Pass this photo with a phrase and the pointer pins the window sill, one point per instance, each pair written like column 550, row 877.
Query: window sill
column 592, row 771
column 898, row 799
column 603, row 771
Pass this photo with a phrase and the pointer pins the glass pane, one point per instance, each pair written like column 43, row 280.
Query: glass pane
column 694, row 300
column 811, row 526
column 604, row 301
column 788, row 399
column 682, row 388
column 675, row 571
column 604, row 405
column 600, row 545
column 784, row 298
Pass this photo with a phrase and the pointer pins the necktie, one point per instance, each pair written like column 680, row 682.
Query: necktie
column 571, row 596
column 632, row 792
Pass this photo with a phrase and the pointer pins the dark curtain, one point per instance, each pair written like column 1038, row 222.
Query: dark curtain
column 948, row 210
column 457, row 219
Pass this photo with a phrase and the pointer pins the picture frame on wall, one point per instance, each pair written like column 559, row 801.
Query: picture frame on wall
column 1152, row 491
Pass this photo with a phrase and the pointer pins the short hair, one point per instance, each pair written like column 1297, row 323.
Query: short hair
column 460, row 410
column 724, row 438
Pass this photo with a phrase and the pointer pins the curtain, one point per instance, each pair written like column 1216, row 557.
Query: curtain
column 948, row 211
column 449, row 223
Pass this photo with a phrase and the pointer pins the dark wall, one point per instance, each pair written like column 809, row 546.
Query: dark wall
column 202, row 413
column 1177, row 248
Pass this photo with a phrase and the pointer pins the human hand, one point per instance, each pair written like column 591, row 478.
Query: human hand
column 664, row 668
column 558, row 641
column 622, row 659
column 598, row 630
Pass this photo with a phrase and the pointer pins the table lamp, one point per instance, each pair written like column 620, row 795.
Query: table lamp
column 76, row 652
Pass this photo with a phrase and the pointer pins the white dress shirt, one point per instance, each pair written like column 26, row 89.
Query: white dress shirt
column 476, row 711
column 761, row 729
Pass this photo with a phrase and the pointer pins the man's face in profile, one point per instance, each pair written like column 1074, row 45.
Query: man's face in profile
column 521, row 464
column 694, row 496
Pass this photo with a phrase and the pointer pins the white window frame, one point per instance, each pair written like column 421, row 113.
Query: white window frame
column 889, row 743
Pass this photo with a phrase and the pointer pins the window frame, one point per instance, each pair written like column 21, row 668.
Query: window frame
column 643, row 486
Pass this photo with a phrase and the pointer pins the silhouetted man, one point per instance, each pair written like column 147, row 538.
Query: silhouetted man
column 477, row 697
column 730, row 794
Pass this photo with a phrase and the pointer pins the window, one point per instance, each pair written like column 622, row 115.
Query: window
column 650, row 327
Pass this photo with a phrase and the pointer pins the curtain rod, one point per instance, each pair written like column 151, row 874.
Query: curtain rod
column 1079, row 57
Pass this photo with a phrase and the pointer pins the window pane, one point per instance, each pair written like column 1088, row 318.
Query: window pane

DESCRIPTION OF THE TASK – Copy out the data above verbatim, starting with the line that contains "1297, row 323." and going on through the line that contains "column 1079, row 57", including both of those lines.

EXERCISE RESULT –
Pass this photo with a phrase and the pointer pins the short hair, one point per instance, each pair written like column 1297, row 323.
Query: short hair
column 460, row 410
column 724, row 438
Pass this photo with a phrase and the pointer pins the curtain, one point per instance, each pair written like column 1216, row 557.
Query: curtain
column 948, row 211
column 449, row 223
Pass this photo with a phrase and the pointer pins the dark wall, one point per instance, each pair written like column 809, row 546.
Query: dark wall
column 202, row 413
column 1177, row 248
Pass this photo with a phrase and the pointer pins the human hand, one point per instance, each pair written like column 591, row 478.
Query: human hand
column 664, row 668
column 558, row 641
column 622, row 659
column 598, row 630
Pass this photo with a phrase and the pointer pins the table lamp, one point per instance, each pair written like column 620, row 795.
Query: table lamp
column 76, row 652
Pass this photo with a phrase and the pointer pins the white dress shirt, one point per instance, each pair written like column 26, row 89.
Query: white dress shirt
column 476, row 711
column 761, row 729
Pass this photo with a phrase and the pointer pins the man's face in profile, one point per instance, each pair written like column 1074, row 45.
Query: man's face in profile
column 521, row 464
column 694, row 496
Pass this photo with a phrase and the pointer pins the white window frame, one point per instance, each pair written like column 421, row 113.
Query: white window frame
column 889, row 743
Pass this photo with a phrase and the pointer pins the window frame, one point per instance, each pair written like column 21, row 668.
Query: window frame
column 643, row 486
Pass this photo with a phrase and the pointer pins the silhouetted man, one point per instance, each pair written like column 147, row 538.
Query: silhouetted man
column 477, row 697
column 730, row 794
Pass this photo with a phrase and the pointer pins the window, one point per instance, each pair written like column 622, row 115.
Query: window
column 650, row 327
Pass this photo with a phrase and the pointer pins the curtain rod, one point per instance, each pair written like column 151, row 874.
Query: curtain rod
column 1079, row 57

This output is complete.